◆ **What is expected**
Could you reproduce the article excerpt below on Alphabet's retail and delivery updates word for word, in full?

◆ **Extract provided**
□ □ □
The features will roll out initially to a small group of retailers, with wider availability planned in the coming months.

Gemini Enterprise for Customer Experience

AI agents are increasingly reshaping how retailers operate. Alphabet said agents can now work directly with a company’s customer and commerce data to power more personalised and connected shopping experiences.

To support this shift, the company has introduced Gemini Enterprise for Customer Experience, a new platform built specifically for agentic retail. The platform brings together search, commerce, and customer service into a single, unified experience, enabling retailers to deploy shopping assistants, support bots, agentic search tools, and merchandising agents.

Alphabet said The Home Depot and McDonald’s are already using these agents to improve customer service outcomes.

Shopping Agent

Separately, the company is working with Kroger and other retailers on a new shopping agent that embeds AI Mode directly into a retailer’s own app. The agent functions like a digital sales associate, answering detailed questions and offering proactive, personalized recommendations.

Gemini Enterprise for Customer Experience is available today in preview. It is built on open standards and is fully integrated with the Universal Commerce Protocol (UCP).

Expansion Of Wing

Alphabet also announced an expansion of Wing, its drone delivery unit, as it looks to address the high costs and logistical complexity of last-mile delivery. Wing and Walmart doubled deliveries in existing markets in 2025. The service will expand to Houston next week, followed by Orlando, Tampa, Charlotte, and additional cities in the coming months.

The company said the updates are part of a broader push to reimagine the end-to-end shopping experience as it heads into 2026.
□ □ □
◆ **Study material**
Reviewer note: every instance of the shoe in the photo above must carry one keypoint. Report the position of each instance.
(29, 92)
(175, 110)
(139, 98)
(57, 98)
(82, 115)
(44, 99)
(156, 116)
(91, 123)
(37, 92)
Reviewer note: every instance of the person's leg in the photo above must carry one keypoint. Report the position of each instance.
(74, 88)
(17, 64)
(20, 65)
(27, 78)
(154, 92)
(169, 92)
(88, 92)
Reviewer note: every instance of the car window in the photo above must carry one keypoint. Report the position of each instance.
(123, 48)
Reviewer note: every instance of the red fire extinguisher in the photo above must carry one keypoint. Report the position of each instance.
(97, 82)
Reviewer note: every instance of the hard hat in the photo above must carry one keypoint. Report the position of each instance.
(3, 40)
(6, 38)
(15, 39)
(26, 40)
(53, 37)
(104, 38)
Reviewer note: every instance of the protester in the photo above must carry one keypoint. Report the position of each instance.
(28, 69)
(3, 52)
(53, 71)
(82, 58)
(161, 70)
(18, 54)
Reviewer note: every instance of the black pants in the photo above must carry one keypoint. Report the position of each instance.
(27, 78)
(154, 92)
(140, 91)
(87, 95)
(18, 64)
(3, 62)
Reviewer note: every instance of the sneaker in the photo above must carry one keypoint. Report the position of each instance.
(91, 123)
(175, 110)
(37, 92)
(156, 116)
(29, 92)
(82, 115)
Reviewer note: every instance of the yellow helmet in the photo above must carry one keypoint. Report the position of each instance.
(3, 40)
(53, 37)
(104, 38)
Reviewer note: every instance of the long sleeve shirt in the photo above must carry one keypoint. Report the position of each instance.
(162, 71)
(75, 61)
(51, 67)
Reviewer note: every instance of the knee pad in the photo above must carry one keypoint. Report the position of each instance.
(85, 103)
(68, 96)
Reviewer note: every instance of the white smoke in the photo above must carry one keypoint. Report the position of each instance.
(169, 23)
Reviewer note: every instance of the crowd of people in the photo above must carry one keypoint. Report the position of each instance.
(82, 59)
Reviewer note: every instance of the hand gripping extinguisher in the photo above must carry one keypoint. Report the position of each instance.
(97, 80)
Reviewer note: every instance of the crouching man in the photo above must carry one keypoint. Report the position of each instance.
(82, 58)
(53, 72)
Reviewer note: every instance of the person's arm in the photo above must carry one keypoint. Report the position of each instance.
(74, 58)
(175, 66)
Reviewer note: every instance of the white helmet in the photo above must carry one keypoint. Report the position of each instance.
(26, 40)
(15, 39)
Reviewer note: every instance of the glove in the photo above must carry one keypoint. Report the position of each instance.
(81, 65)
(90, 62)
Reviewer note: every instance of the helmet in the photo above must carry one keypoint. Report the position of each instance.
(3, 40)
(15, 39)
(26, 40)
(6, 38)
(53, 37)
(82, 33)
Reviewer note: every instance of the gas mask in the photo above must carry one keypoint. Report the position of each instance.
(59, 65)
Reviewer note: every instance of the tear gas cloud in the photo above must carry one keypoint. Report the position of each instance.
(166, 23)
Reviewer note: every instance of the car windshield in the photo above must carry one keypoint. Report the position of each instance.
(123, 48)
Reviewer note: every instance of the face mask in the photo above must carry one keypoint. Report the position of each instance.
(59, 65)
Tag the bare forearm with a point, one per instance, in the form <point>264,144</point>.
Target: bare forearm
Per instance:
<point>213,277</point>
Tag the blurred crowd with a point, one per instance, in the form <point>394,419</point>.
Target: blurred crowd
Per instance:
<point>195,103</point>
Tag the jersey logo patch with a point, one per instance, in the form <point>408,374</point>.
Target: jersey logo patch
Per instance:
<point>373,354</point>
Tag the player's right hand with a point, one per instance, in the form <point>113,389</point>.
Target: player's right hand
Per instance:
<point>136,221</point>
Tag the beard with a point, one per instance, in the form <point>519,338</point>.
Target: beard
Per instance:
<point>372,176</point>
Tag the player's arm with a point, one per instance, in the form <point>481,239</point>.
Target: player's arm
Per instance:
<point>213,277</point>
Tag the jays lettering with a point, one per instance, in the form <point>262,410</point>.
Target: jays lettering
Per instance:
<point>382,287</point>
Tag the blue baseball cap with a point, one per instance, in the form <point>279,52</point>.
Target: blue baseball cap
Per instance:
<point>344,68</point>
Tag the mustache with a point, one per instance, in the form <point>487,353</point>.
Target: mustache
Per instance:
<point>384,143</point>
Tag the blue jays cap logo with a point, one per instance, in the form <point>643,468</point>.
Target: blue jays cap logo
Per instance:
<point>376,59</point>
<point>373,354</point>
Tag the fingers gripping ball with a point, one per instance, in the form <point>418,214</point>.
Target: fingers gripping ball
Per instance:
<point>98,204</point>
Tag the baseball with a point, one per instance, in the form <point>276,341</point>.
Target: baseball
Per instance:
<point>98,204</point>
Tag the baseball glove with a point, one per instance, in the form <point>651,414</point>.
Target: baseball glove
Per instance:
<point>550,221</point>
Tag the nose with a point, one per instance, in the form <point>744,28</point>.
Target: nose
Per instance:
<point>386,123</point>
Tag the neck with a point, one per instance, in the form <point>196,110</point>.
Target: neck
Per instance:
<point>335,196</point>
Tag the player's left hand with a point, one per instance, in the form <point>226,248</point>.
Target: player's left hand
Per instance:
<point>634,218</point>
□ □ □
◆ **Answer area**
The features will roll out initially to a small group of retailers, with wider availability planned in the coming months.

Gemini Enterprise for Customer Experience

AI agents are increasingly reshaping how retailers operate. Alphabet said agents can now work directly with a company’s customer and commerce data to power more personalised and connected shopping experiences.

To support this shift, the company has introduced Gemini Enterprise for Customer Experience, a new platform built specifically for agentic retail. The platform brings together search, commerce, and customer service into a single, unified experience, enabling retailers to deploy shopping assistants, support bots, agentic search tools, and merchandising agents.

Alphabet said The Home Depot and McDonald’s are already using these agents to improve customer service outcomes.

Shopping Agent

Separately, the company is working with Kroger and other retailers on a new shopping agent that embeds AI Mode directly into a retailer’s own app. The agent functions like a digital sales associate, answering detailed questions and offering proactive, personalized recommendations.

Gemini Enterprise for Customer Experience is available today in preview. It is built on open standards and is fully integrated with the Universal Commerce Protocol (UCP).

Expansion Of Wing

Alphabet also announced an expansion of Wing, its drone delivery unit, as it looks to address the high costs and logistical complexity of last-mile delivery. Wing and Walmart doubled deliveries in existing markets in 2025. The service will expand to Houston next week, followed by Orlando, Tampa, Charlotte, and additional cities in the coming months.

The company said the updates are part of a broader push to reimagine the end-to-end shopping experience as it heads into 2026.